COI: being scrapped in favour of a Government Communications Centre
Back in August 2010 I suggested that COI could be disbanded and resource centralised directly into the Cabinet Office driving cost efficiency and allowing experts in Government departments to do their jobs unencumbered. They have now decided to do just that.
It’s a very good thing that there will be more focus on customer insight and on understanding the impact of marketing communications activity. My experience is that it is very hard to get public sector marketers to invest budget in pre and post evaluation as they tend to be short term in their approach and not clear on what the benefits of evaluation will be.
Insight research should be done at the beginning of programmes and policy development, not at the end when they start thinking about communicating. This way departments can avoid disappointment in finding out at a late stage that their implementation ideas or core messages do no resonate with the target audience.
Many of the government’s core programmes are around influencing attitudes and behaviour and in most cases this will mean long term campaigns across a wide range of media, often to mass audiences. This is both time consuming and complex, they do need high levels of creativity and a range of delivery partners to work with them.
There should be less reliance on traditional media, but we should not forget that large scale campaigns need a range of channels and you can’t just rely on the web!
Public sector marketers are often demand more time than their private sector counterparts, and many advertising agencies for example already have a charitable account and deliver campaigns for worthy causes for free.
Does government see itself as a ‘worthy’ cause? And is government also expecting other suppliers to provide free IT for example, for ‘worthy projects’. Getting voluntary and charitable organisations to do it for free doesn’t sound realistic – it’s not as if they seek to make profits from their work with government as it is and they need to cover their costs.
For the marketing and advertising industry, we need to think really hard about whether we want to engage our services for free, because every marketer knows that when you offer a product or service for nothing, it is not perceived to have any value.

=-=-=-=-=

STATED EXERCISE 1 —
Answer these questions from the COI text:
(a) In what month and year did the writer suggest that COI could be disbanded?
(b) At what stage does the text say insight research should be done?
(c) According to the text, what does every marketer know?
STATED EXERCISE 2 —
Reproduce verbatim the part of the COI text from "Public sector marketers are" up to and including "cover their costs.".

EXTRACTED INFORMATION —
=-=-=-=-=

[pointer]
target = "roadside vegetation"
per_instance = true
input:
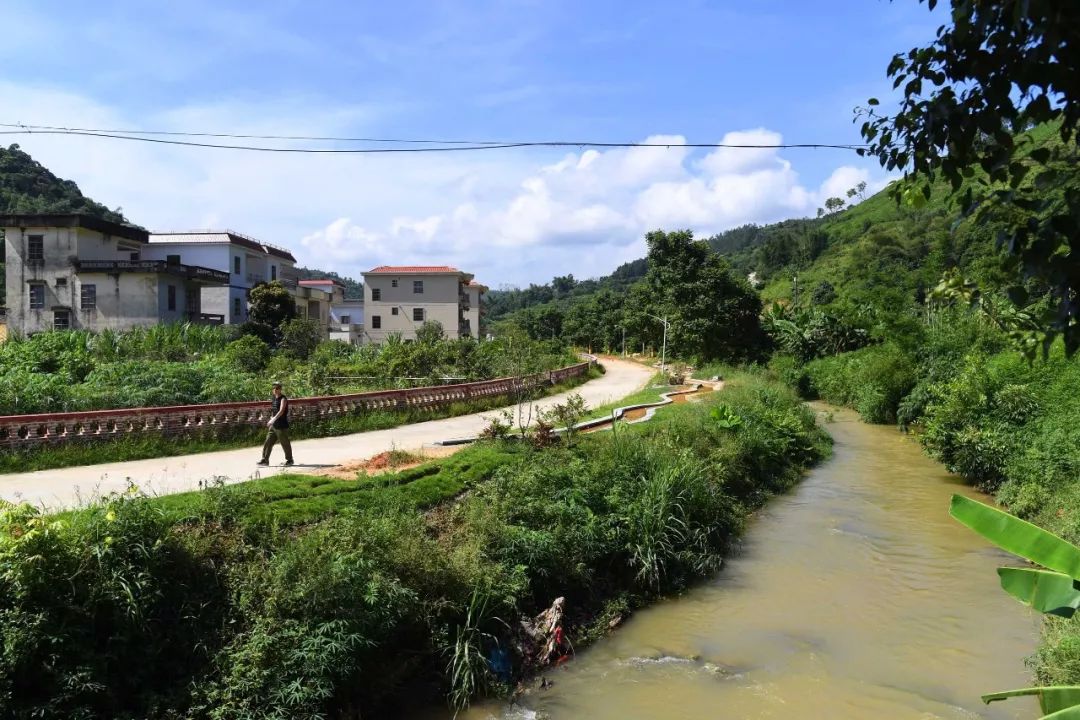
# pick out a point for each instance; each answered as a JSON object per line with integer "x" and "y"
{"x": 68, "y": 370}
{"x": 313, "y": 597}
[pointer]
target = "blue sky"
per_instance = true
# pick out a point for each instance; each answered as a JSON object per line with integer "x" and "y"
{"x": 622, "y": 71}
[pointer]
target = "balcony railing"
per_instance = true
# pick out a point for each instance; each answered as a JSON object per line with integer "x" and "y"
{"x": 205, "y": 318}
{"x": 191, "y": 272}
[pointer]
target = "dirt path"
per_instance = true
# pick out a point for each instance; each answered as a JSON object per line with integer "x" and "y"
{"x": 67, "y": 487}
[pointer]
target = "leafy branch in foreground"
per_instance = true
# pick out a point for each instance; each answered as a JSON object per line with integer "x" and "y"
{"x": 971, "y": 98}
{"x": 1054, "y": 591}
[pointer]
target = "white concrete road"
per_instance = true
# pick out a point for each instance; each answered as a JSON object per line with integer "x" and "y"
{"x": 70, "y": 486}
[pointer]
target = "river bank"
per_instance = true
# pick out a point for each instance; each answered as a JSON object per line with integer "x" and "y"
{"x": 853, "y": 596}
{"x": 1006, "y": 424}
{"x": 217, "y": 605}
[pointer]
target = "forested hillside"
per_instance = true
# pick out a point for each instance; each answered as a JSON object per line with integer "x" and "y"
{"x": 26, "y": 186}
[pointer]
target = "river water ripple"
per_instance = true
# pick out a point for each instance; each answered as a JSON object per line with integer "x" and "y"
{"x": 855, "y": 596}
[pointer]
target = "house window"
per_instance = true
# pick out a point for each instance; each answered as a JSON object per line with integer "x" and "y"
{"x": 89, "y": 299}
{"x": 37, "y": 296}
{"x": 36, "y": 248}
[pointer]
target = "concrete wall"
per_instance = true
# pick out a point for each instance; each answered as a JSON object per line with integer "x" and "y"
{"x": 440, "y": 301}
{"x": 57, "y": 275}
{"x": 230, "y": 301}
{"x": 473, "y": 313}
{"x": 352, "y": 309}
{"x": 123, "y": 299}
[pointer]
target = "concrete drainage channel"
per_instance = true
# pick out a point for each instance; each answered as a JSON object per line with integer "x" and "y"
{"x": 605, "y": 423}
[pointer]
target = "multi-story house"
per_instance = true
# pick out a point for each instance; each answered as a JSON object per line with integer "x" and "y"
{"x": 314, "y": 299}
{"x": 347, "y": 321}
{"x": 246, "y": 260}
{"x": 399, "y": 299}
{"x": 77, "y": 271}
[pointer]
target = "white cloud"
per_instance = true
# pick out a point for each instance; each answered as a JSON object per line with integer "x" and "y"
{"x": 508, "y": 216}
{"x": 842, "y": 179}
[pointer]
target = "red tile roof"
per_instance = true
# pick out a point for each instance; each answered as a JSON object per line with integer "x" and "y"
{"x": 410, "y": 268}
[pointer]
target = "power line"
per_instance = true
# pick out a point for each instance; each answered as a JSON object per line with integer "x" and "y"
{"x": 434, "y": 146}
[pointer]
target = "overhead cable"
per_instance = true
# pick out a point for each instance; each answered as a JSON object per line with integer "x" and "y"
{"x": 431, "y": 145}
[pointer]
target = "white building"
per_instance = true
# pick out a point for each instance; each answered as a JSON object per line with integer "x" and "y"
{"x": 77, "y": 271}
{"x": 399, "y": 299}
{"x": 246, "y": 260}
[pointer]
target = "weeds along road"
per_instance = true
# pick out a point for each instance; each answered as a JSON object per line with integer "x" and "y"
{"x": 67, "y": 487}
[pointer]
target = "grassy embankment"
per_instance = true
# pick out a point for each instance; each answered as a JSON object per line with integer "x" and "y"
{"x": 238, "y": 436}
{"x": 311, "y": 597}
{"x": 1004, "y": 424}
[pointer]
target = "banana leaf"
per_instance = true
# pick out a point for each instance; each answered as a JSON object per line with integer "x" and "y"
{"x": 1053, "y": 701}
{"x": 1017, "y": 537}
{"x": 1047, "y": 592}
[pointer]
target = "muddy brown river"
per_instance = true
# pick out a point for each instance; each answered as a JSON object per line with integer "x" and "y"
{"x": 853, "y": 597}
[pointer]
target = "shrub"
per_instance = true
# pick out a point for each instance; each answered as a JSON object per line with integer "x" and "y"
{"x": 873, "y": 380}
{"x": 247, "y": 353}
{"x": 299, "y": 338}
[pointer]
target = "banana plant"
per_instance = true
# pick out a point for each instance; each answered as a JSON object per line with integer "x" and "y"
{"x": 1054, "y": 588}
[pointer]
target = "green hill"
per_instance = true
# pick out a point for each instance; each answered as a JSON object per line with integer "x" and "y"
{"x": 26, "y": 186}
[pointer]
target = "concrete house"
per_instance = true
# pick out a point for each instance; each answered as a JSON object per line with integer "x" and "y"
{"x": 399, "y": 299}
{"x": 76, "y": 271}
{"x": 247, "y": 261}
{"x": 347, "y": 321}
{"x": 314, "y": 299}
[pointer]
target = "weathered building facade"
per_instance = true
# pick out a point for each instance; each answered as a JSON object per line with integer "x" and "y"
{"x": 247, "y": 261}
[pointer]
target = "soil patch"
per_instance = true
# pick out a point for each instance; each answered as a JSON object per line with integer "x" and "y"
{"x": 391, "y": 461}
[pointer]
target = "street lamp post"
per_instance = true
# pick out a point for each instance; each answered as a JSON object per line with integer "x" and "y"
{"x": 663, "y": 352}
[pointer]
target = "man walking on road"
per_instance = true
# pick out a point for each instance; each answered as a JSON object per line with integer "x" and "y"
{"x": 278, "y": 426}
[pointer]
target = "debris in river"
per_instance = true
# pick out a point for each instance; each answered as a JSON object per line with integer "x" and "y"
{"x": 542, "y": 640}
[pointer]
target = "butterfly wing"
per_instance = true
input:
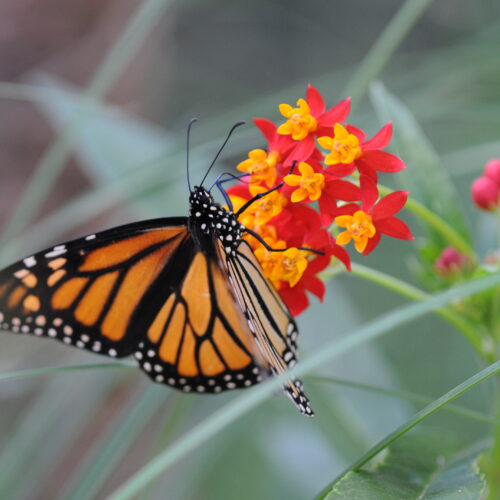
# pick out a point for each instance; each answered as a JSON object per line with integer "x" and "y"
{"x": 198, "y": 339}
{"x": 145, "y": 289}
{"x": 268, "y": 317}
{"x": 88, "y": 292}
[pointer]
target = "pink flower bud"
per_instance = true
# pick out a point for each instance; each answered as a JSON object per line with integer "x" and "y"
{"x": 485, "y": 193}
{"x": 492, "y": 170}
{"x": 451, "y": 261}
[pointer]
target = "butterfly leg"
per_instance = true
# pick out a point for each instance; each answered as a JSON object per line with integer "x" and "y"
{"x": 271, "y": 249}
{"x": 220, "y": 180}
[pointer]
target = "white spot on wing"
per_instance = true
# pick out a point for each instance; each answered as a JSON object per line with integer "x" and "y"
{"x": 30, "y": 261}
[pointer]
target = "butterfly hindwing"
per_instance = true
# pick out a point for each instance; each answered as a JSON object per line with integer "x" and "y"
{"x": 86, "y": 292}
{"x": 268, "y": 317}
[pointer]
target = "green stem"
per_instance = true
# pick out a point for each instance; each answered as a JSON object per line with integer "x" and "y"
{"x": 441, "y": 226}
{"x": 493, "y": 460}
{"x": 497, "y": 216}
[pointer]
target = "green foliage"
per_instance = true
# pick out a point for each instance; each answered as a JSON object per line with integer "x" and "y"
{"x": 421, "y": 466}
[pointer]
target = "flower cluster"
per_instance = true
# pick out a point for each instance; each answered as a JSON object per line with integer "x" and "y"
{"x": 326, "y": 175}
{"x": 485, "y": 190}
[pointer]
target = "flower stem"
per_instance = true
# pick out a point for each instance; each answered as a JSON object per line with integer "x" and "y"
{"x": 469, "y": 331}
{"x": 497, "y": 216}
{"x": 493, "y": 458}
{"x": 442, "y": 227}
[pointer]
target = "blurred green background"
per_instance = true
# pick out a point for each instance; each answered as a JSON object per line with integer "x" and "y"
{"x": 81, "y": 434}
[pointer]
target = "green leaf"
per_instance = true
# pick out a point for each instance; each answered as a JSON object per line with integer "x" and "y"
{"x": 220, "y": 420}
{"x": 425, "y": 176}
{"x": 424, "y": 465}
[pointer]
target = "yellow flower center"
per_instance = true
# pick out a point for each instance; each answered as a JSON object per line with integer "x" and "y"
{"x": 359, "y": 227}
{"x": 261, "y": 166}
{"x": 267, "y": 207}
{"x": 344, "y": 147}
{"x": 300, "y": 121}
{"x": 290, "y": 267}
{"x": 309, "y": 183}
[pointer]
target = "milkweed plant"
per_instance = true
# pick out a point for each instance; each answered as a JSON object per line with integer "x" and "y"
{"x": 328, "y": 195}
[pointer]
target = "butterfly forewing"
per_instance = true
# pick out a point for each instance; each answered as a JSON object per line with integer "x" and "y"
{"x": 144, "y": 289}
{"x": 198, "y": 339}
{"x": 86, "y": 292}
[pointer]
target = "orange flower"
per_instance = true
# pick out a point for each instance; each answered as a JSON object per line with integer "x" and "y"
{"x": 345, "y": 147}
{"x": 300, "y": 120}
{"x": 290, "y": 266}
{"x": 267, "y": 207}
{"x": 261, "y": 166}
{"x": 359, "y": 227}
{"x": 310, "y": 184}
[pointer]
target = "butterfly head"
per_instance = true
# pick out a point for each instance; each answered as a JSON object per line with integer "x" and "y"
{"x": 214, "y": 220}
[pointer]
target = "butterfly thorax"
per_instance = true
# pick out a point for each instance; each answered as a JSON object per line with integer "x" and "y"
{"x": 211, "y": 219}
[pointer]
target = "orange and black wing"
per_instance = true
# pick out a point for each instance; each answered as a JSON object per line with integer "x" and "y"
{"x": 144, "y": 289}
{"x": 198, "y": 339}
{"x": 268, "y": 317}
{"x": 90, "y": 292}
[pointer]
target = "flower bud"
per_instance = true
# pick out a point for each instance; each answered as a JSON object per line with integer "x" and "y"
{"x": 450, "y": 262}
{"x": 485, "y": 193}
{"x": 492, "y": 170}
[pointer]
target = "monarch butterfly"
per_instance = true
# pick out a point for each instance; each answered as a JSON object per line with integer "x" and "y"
{"x": 184, "y": 295}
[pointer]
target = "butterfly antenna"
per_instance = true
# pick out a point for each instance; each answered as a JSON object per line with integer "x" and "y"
{"x": 235, "y": 126}
{"x": 191, "y": 122}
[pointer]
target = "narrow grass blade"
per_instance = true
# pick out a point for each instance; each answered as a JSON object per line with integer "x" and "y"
{"x": 61, "y": 369}
{"x": 408, "y": 396}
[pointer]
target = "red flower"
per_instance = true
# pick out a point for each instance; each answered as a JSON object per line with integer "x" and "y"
{"x": 308, "y": 120}
{"x": 485, "y": 193}
{"x": 451, "y": 262}
{"x": 365, "y": 225}
{"x": 349, "y": 150}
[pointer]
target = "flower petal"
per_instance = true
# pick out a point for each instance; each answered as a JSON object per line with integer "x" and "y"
{"x": 292, "y": 180}
{"x": 267, "y": 127}
{"x": 390, "y": 205}
{"x": 315, "y": 286}
{"x": 325, "y": 142}
{"x": 347, "y": 209}
{"x": 395, "y": 228}
{"x": 372, "y": 243}
{"x": 341, "y": 170}
{"x": 299, "y": 195}
{"x": 286, "y": 110}
{"x": 342, "y": 190}
{"x": 380, "y": 139}
{"x": 295, "y": 298}
{"x": 337, "y": 114}
{"x": 356, "y": 132}
{"x": 382, "y": 161}
{"x": 301, "y": 152}
{"x": 315, "y": 101}
{"x": 369, "y": 192}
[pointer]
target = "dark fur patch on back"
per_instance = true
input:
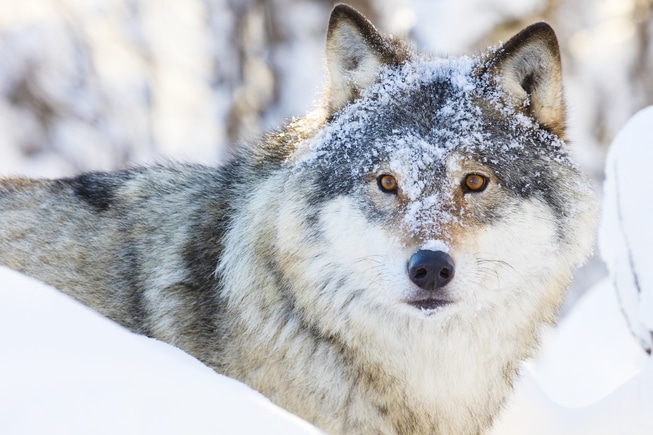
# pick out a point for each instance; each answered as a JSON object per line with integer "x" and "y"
{"x": 96, "y": 189}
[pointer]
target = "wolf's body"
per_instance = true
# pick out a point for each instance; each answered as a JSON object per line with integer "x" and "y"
{"x": 379, "y": 266}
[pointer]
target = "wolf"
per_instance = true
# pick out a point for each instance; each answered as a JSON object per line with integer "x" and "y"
{"x": 380, "y": 265}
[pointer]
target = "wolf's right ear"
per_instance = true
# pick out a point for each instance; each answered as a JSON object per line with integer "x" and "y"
{"x": 355, "y": 53}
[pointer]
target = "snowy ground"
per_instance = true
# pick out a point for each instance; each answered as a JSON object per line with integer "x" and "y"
{"x": 65, "y": 369}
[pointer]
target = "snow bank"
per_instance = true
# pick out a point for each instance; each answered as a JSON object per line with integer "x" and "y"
{"x": 626, "y": 236}
{"x": 594, "y": 375}
{"x": 64, "y": 369}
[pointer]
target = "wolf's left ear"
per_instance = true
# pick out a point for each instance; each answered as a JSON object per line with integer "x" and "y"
{"x": 529, "y": 69}
{"x": 355, "y": 53}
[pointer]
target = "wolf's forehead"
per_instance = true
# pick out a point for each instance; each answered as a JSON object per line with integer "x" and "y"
{"x": 419, "y": 110}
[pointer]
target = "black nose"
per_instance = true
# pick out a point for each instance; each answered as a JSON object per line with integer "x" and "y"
{"x": 430, "y": 270}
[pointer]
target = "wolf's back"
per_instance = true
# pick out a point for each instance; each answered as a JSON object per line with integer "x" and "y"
{"x": 137, "y": 245}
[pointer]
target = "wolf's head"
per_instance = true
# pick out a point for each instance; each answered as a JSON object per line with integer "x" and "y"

=-=-=-=-=

TASK OUTPUT 1 —
(a) August 2010.
(b) At the beginning of programmes and policy development, not at the end.
(c) That when you offer a product or service for nothing, it is not perceived to have any value.

TASK OUTPUT 2 —
Public sector marketers are often demand more time than their private sector counterparts, and many advertising agencies for example already have a charitable account and deliver campaigns for worthy causes for free.
Does government see itself as a ‘worthy’ cause? And is government also expecting other suppliers to provide free IT for example, for ‘worthy projects’. Getting voluntary and charitable organisations to do it for free doesn’t sound realistic – it’s not as if they seek to make profits from their work with government as it is and they need to cover their costs.